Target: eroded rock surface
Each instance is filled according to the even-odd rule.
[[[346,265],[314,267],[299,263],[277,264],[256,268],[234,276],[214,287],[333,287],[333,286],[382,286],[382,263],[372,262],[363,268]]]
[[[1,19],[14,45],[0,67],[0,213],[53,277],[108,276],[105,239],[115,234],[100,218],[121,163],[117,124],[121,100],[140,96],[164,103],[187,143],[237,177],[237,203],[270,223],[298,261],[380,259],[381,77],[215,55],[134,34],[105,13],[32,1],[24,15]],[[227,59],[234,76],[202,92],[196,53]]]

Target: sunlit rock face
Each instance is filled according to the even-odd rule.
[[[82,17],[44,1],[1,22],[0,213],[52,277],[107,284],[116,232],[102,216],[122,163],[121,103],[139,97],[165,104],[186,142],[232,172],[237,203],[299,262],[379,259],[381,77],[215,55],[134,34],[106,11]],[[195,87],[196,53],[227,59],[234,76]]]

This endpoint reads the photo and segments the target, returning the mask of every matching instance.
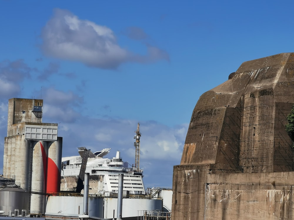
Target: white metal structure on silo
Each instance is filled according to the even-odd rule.
[[[117,198],[104,198],[104,218],[112,219],[114,210],[114,216],[117,214]],[[161,210],[162,199],[136,199],[123,198],[122,202],[122,218],[133,217],[138,216],[138,211],[141,210]]]

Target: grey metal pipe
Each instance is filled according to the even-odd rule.
[[[85,173],[84,177],[84,205],[83,214],[89,214],[88,211],[89,202],[89,177],[90,173]]]
[[[117,192],[117,211],[116,219],[121,219],[123,212],[123,174],[118,174],[118,189]]]

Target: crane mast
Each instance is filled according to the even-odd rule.
[[[141,137],[141,133],[140,133],[140,124],[138,123],[138,126],[137,128],[137,131],[135,131],[136,135],[135,136],[134,138],[136,139],[136,141],[134,143],[134,146],[136,148],[136,154],[135,159],[135,167],[137,169],[139,169],[139,166],[140,163],[140,138]]]

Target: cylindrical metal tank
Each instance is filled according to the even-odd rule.
[[[62,138],[51,144],[48,152],[46,192],[54,193],[59,192],[60,190],[60,171],[61,168],[61,155]]]
[[[22,209],[29,210],[29,193],[28,191],[17,187],[6,187],[0,189],[0,210],[9,214],[9,211],[14,212],[18,209],[19,213]]]

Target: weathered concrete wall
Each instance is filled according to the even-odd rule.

━━━

Print exactly the lines from the one with "Target: cylindrical metal tank" through the end of the data, inclusive.

» WRITTEN RESPONSE:
Target: cylindrical metal tank
Each instance is filled according to the even-odd rule.
[[[62,138],[51,144],[48,152],[46,192],[54,193],[59,192],[60,190],[60,171],[61,168],[61,155]]]
[[[22,209],[29,210],[29,193],[28,191],[17,187],[6,187],[0,189],[0,210],[9,214],[9,211],[14,212],[18,209],[19,213]]]

Target: weathered concrete wall
Each instance is filled according to the even-odd rule.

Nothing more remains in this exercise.